─── EXERCISE INPUT ───

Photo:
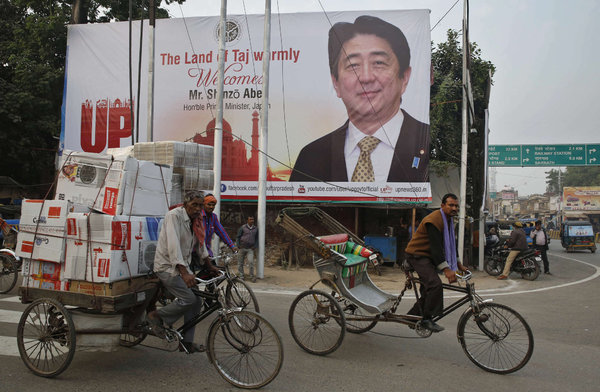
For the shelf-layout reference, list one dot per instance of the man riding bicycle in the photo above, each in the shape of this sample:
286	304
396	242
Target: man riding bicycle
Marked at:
177	240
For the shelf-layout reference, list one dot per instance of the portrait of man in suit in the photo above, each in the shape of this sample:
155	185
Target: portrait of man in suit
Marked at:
369	62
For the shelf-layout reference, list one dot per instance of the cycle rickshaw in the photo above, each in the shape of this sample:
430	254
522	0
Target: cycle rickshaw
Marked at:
493	336
243	346
10	264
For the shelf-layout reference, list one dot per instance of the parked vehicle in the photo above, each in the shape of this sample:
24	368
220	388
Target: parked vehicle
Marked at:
577	234
527	262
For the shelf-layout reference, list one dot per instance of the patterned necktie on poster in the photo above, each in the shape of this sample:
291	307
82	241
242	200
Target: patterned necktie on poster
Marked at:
363	172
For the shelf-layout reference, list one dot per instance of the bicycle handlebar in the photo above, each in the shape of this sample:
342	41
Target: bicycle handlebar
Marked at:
212	280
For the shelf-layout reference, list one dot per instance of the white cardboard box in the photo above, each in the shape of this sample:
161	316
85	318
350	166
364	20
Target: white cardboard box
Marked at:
48	284
42	229
117	248
114	185
42	269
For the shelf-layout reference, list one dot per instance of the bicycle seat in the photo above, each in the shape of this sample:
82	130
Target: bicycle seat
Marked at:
406	267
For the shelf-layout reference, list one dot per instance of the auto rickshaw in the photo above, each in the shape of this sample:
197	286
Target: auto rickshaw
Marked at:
576	235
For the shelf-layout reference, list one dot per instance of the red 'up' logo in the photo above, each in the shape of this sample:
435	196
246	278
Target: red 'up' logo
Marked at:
105	123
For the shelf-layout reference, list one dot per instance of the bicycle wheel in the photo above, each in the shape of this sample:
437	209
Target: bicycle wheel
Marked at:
352	313
497	338
46	337
249	357
317	322
9	272
239	295
531	273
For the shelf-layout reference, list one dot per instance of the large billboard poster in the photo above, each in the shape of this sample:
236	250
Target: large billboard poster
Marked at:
581	198
348	99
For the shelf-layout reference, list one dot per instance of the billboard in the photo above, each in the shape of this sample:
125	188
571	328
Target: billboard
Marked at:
581	198
318	111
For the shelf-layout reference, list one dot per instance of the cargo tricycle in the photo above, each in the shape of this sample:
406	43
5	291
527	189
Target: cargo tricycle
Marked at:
493	336
243	346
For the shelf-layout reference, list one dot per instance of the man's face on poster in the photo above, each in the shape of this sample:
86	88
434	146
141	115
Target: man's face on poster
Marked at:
369	81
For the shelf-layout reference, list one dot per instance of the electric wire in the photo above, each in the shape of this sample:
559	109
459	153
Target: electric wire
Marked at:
447	12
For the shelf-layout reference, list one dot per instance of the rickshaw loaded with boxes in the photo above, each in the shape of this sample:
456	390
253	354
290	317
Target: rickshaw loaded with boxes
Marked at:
93	247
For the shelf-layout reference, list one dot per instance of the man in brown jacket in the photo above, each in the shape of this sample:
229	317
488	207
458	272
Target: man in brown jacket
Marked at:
432	249
517	242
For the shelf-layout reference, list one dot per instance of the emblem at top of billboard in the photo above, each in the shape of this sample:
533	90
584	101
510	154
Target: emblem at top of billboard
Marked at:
233	31
370	69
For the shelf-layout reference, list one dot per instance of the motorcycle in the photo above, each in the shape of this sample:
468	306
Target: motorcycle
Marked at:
527	263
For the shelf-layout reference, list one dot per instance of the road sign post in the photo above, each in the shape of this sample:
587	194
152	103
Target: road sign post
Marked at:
538	155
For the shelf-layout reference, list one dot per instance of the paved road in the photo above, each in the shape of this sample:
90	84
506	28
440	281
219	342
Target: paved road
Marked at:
562	310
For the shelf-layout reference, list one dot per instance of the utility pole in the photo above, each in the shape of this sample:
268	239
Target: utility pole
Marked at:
559	218
466	101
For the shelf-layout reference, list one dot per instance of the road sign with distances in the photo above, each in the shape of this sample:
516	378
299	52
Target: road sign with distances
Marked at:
544	155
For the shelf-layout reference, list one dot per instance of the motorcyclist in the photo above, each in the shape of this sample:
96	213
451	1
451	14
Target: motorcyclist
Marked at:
518	243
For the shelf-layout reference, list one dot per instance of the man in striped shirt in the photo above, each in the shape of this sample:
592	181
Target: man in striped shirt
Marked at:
212	225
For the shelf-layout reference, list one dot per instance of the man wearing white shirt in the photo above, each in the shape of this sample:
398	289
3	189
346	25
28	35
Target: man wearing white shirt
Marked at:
540	242
370	69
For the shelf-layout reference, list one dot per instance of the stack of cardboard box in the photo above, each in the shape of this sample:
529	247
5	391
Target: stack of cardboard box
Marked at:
102	226
192	164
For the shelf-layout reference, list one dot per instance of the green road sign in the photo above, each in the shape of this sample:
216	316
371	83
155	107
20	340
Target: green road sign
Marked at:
504	155
592	154
544	155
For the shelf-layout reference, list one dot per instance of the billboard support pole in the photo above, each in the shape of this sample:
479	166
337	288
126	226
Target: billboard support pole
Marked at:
262	158
482	211
218	146
149	126
463	155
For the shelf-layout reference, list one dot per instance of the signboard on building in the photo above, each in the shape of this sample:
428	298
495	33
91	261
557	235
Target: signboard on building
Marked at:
306	103
583	198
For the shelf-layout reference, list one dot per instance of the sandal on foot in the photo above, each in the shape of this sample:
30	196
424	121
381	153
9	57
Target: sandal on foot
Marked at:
191	348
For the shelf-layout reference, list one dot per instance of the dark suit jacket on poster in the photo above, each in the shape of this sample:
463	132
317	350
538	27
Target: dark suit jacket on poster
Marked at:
323	159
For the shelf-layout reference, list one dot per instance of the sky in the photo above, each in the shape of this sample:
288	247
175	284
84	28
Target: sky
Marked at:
546	54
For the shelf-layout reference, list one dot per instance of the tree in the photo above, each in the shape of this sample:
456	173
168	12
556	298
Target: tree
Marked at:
33	42
446	112
574	176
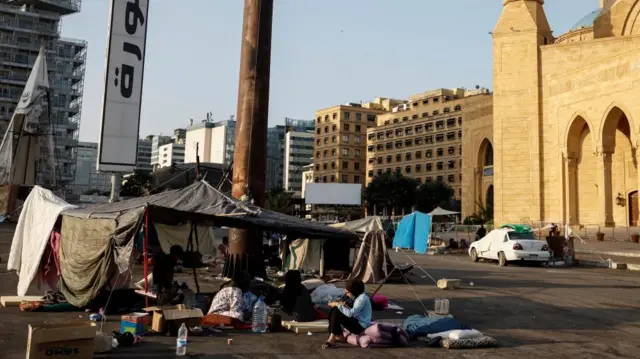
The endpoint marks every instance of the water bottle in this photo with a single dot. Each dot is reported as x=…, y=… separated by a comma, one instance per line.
x=260, y=313
x=181, y=342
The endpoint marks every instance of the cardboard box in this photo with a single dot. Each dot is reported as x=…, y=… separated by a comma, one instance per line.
x=164, y=315
x=135, y=323
x=70, y=340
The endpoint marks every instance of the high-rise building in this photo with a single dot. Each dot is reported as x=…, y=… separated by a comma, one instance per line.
x=422, y=138
x=25, y=25
x=298, y=153
x=341, y=142
x=216, y=142
x=143, y=161
x=87, y=176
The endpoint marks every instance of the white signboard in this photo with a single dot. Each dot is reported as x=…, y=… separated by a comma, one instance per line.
x=120, y=125
x=346, y=194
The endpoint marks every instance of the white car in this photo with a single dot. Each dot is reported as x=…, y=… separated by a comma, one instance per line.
x=510, y=243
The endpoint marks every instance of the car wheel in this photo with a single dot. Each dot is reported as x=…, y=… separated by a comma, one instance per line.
x=474, y=255
x=502, y=259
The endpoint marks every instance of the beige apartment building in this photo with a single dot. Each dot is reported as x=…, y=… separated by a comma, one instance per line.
x=422, y=138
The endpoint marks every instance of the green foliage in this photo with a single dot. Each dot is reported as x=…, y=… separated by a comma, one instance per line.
x=279, y=200
x=395, y=191
x=136, y=185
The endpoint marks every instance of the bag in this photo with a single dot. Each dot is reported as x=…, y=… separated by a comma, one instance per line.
x=192, y=258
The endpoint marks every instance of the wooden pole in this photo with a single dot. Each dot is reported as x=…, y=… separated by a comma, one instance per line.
x=249, y=169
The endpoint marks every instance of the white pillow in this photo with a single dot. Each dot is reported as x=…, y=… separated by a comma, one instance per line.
x=464, y=334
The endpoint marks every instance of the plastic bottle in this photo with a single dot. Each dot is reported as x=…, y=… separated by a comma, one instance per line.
x=181, y=342
x=260, y=313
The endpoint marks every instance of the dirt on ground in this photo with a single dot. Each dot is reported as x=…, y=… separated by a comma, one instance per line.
x=534, y=312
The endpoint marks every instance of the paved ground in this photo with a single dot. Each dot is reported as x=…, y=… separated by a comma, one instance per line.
x=534, y=312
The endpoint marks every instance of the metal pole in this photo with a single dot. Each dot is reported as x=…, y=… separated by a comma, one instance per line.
x=116, y=181
x=250, y=157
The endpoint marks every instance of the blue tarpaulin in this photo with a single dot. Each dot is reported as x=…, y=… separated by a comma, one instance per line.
x=413, y=232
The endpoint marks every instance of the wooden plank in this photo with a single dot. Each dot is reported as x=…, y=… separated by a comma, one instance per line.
x=14, y=301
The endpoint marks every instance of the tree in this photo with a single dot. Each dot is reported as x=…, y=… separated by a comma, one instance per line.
x=136, y=185
x=391, y=190
x=433, y=194
x=279, y=200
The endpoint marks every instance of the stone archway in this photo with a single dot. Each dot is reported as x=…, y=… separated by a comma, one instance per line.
x=484, y=180
x=581, y=174
x=617, y=168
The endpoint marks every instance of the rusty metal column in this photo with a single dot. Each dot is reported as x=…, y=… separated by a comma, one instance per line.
x=250, y=157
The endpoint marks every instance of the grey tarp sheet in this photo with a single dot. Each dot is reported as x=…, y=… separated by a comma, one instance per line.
x=92, y=235
x=373, y=262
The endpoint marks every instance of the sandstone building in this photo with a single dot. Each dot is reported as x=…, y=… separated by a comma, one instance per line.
x=565, y=128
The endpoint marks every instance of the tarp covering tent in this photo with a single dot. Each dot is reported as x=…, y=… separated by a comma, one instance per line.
x=372, y=263
x=442, y=212
x=413, y=232
x=31, y=236
x=96, y=241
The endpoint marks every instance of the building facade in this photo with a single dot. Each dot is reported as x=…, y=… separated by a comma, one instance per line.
x=87, y=177
x=298, y=153
x=215, y=140
x=422, y=138
x=341, y=142
x=25, y=25
x=565, y=112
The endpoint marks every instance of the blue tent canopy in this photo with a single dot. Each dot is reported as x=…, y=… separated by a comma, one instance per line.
x=413, y=232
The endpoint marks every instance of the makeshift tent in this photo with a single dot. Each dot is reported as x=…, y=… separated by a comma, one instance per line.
x=305, y=254
x=96, y=241
x=413, y=232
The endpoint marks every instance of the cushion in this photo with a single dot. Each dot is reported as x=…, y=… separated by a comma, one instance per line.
x=480, y=342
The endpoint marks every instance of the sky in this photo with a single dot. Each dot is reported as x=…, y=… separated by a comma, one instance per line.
x=324, y=53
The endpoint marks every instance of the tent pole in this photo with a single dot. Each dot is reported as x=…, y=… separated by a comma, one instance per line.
x=145, y=249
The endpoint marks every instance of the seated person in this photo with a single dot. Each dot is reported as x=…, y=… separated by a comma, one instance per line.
x=235, y=300
x=295, y=300
x=163, y=271
x=355, y=319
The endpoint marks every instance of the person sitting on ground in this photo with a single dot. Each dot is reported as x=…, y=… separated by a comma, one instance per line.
x=295, y=300
x=163, y=271
x=235, y=300
x=355, y=320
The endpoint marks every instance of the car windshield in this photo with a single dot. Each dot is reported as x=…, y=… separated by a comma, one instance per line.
x=521, y=235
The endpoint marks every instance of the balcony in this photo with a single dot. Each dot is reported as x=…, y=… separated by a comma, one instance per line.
x=62, y=7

───

WHAT YOU ARE ASKED TO DO.
Copy out every line unchanged, starting with the line containing "The endpoint marks every instance of the balcony" and continuing through the end of the items.

WRITTEN SOLUTION.
The endpoint marks every instance of the balcony in this photo with a single dot. Each dot is reported as x=…, y=… separated by a comma, one instance per line.
x=62, y=7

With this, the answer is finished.